→ **Text excerpt**
__________
Remembering the Commune

March 18, 1871  May 28, 1871


The Commune at 150

A special ROAR series commemorating the historic revolutionary episode of the 1871 Paris Commune.

 

From the very first days of its short-lived existence in 1871, exactly 150 years ago today, the revolutionary Commune of Paris has occupied a central place in the radical imagination of the international left. For the Communards themselves, the revolution did not end, but rather began at the city’s limits. In their perception, the founding of the Commune in Paris was but a first step towards the building of the Universal Republic: a Commune of Communes encompassing the entire globe and uniting all peoples in a confederacy of liberatory democracies.

ROAR places itself firmly in this tradition. Our first print issue, “Revive la Commune!”, was entirely dedicated to the revival of the commune in the 21st century, both in spirit and in practice. Now, on the 150th anniversary of this historic chapter in revolutionary history, we once again turn to those fateful 72 days between March 18 and May 28, 1871, to draw the necessary lessons from the Communards’ heroic struggle for freedom and democracy and to explore the forms and ideas in which the Commune lives on today.

This page will be regularly updated with new essays and content until May 28. 

For 72 days, the Communards fought to build a democratic and social republic, organizing elections for their popular commune, initiating radical social measures and discussing political issues in revolutionary clubs, all while organizing armed resistance with the National Guard against the counterrevolution from Versailles.

Timeline

Key moments in the history of the Paris Commune

The people rise up

March 18 – French government troops attempt to seize the cannon of the National Guard, but the city’s population rises up in resistance. The government evacuates the capital and the National Guard takes control of the Hôtel de Ville.

The Red Flag is waving over the Hôtel de Ville

March 19 – The Central Committee of the National Guard takes possession of public offices and proclaims elections for the Commune. In the ensuing chaos, the National Guard fails to take control over key strategic points surrounding the city.

The people of Paris elect delegates for the Commune

March 26 – Parisians go to the polls to choose their representatives to the Commune. The elected delegates are an eclectic mix of members of the National Guard’s Central Committee, socialists, conservatives, Jacobins, Proudhonists and others. Pierre Vésinier, Secretary of the Commune, calls it “a great and peaceable victory gained by the social and democratic Revolution.”
__________
→ **Supplied material**
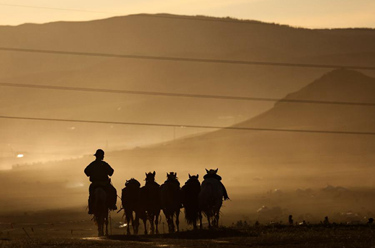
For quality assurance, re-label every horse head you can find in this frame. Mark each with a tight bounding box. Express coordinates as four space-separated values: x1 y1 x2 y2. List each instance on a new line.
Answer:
167 172 178 181
188 174 199 182
145 171 156 183
206 169 219 175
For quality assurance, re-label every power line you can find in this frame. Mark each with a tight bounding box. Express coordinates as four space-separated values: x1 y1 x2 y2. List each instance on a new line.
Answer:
0 83 375 107
0 47 375 70
0 115 375 136
0 3 122 15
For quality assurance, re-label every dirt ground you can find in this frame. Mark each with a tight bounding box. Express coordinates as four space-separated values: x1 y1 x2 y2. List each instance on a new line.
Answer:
0 225 375 248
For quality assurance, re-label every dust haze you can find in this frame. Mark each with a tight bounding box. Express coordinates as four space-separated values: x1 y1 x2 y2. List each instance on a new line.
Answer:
0 15 375 224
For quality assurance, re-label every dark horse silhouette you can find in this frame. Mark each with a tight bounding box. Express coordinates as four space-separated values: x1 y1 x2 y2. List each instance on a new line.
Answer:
121 178 141 235
181 174 202 230
93 187 109 236
199 169 224 228
139 171 161 234
160 172 181 233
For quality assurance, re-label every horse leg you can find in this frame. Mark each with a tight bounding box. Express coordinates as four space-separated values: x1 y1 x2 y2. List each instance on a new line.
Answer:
149 215 155 234
142 217 147 235
198 211 203 229
176 210 180 232
207 215 211 229
215 213 220 227
105 212 108 236
133 212 139 235
125 211 130 235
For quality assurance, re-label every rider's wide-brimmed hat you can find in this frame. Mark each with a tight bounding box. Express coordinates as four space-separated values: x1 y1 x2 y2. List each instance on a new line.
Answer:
94 149 104 156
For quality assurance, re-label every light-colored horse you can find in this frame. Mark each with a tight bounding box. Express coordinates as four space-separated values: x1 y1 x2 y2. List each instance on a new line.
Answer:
94 187 109 236
199 173 223 228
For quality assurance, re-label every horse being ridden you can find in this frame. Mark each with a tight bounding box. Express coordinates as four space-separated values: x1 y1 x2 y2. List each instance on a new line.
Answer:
181 174 202 230
93 187 109 236
160 172 181 233
139 171 161 234
199 169 229 228
84 149 117 236
121 178 141 235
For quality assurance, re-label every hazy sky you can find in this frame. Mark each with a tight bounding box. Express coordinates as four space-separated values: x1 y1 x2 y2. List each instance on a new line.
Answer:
0 0 375 28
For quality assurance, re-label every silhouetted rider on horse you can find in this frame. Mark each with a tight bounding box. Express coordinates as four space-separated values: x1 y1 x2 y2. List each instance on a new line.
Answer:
203 169 229 200
85 149 117 214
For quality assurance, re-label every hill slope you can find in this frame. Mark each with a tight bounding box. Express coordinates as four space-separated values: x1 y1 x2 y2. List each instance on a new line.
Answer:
0 70 375 212
0 15 375 168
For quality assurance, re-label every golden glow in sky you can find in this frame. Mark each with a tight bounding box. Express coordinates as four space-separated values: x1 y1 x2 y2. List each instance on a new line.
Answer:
0 0 375 28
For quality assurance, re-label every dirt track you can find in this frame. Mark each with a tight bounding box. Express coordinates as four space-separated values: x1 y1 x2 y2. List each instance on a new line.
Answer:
0 225 375 248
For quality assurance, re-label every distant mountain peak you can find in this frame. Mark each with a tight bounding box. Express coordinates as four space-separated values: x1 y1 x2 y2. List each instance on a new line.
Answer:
285 69 375 103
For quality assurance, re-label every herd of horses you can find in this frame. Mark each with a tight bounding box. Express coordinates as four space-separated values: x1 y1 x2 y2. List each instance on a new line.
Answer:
94 169 224 236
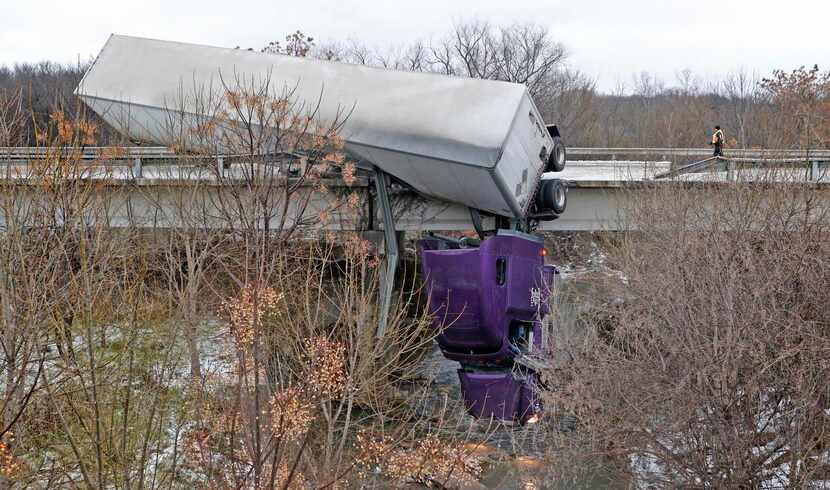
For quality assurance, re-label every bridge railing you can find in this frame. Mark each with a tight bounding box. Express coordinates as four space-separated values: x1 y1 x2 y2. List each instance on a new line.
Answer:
568 147 830 161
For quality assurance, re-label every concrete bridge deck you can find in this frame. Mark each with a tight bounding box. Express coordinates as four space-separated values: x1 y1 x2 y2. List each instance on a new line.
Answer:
0 147 830 231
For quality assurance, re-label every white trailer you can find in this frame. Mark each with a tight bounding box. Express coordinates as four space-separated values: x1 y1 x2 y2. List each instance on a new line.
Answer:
76 35 564 219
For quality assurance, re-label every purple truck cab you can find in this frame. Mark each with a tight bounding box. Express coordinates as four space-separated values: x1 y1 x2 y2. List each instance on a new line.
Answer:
419 230 556 423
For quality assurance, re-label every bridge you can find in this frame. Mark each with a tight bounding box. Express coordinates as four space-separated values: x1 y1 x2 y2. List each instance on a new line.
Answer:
0 147 830 231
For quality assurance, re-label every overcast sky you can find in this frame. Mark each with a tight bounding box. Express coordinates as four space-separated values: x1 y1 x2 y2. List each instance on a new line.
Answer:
0 0 830 90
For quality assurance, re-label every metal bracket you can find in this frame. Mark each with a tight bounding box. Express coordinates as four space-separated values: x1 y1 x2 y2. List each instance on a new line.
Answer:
374 167 398 337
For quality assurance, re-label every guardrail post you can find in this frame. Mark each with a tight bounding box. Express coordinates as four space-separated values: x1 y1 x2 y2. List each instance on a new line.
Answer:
132 157 142 179
375 167 398 337
726 160 735 182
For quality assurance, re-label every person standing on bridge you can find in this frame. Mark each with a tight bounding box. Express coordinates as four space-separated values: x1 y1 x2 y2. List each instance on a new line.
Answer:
711 126 723 157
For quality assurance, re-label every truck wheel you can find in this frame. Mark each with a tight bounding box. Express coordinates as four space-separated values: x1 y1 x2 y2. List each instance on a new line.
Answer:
545 136 567 172
536 179 568 214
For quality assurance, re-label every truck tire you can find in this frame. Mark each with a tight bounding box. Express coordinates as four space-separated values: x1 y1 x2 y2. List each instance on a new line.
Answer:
536 179 568 214
545 136 567 172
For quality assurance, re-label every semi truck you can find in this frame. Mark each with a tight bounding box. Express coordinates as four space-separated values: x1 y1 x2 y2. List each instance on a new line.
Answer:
76 35 567 422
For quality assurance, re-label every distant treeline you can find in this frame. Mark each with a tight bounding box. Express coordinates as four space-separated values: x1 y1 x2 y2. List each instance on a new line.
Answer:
0 22 830 148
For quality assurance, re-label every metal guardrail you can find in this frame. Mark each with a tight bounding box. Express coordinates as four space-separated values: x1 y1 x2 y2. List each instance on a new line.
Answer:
__________
→ **What is asked**
(1) Output everything in the Paris Commune page from "Key moments in" down to "surrounding the city.".
(2) Answer these questions using the Paris Commune page:
(a) How many days did the Communards fight to build a democratic and social republic?
(b) What was the title of ROAR's first print issue?
(c) Who was the Secretary of the Commune?
(3) Decide whether each statement agrees with the Paris Commune page. Answer yes or no and quote the words that settle it.
(a) On March 19, the National Guard took control of the key strategic points surrounding the city.
(b) Parisians voted for their representatives to the Commune on March 26.
(c) The page was to be updated with new essays and content until May 28.

→ **Results of the exercise**
(1)
Key moments in the history of the Paris Commune

The people rise up

March 18 – French government troops attempt to seize the cannon of the National Guard, but the city’s population rises up in resistance. The government evacuates the capital and the National Guard takes control of the Hôtel de Ville.

The Red Flag is waving over the Hôtel de Ville

March 19 – The Central Committee of the National Guard takes possession of public offices and proclaims elections for the Commune. In the ensuing chaos, the National Guard fails to take control over key strategic points surrounding the city.

(2)
(a) 72 days
(b) "Revive la Commune!"
(c) Pierre Vésinier

(3)
(a) No: "the National Guard fails to take control over key strategic points surrounding the city."
(b) Yes: "March 26 – Parisians go to the polls to choose their representatives to the Commune."
(c) Yes: "This page will be regularly updated with new essays and content until May 28."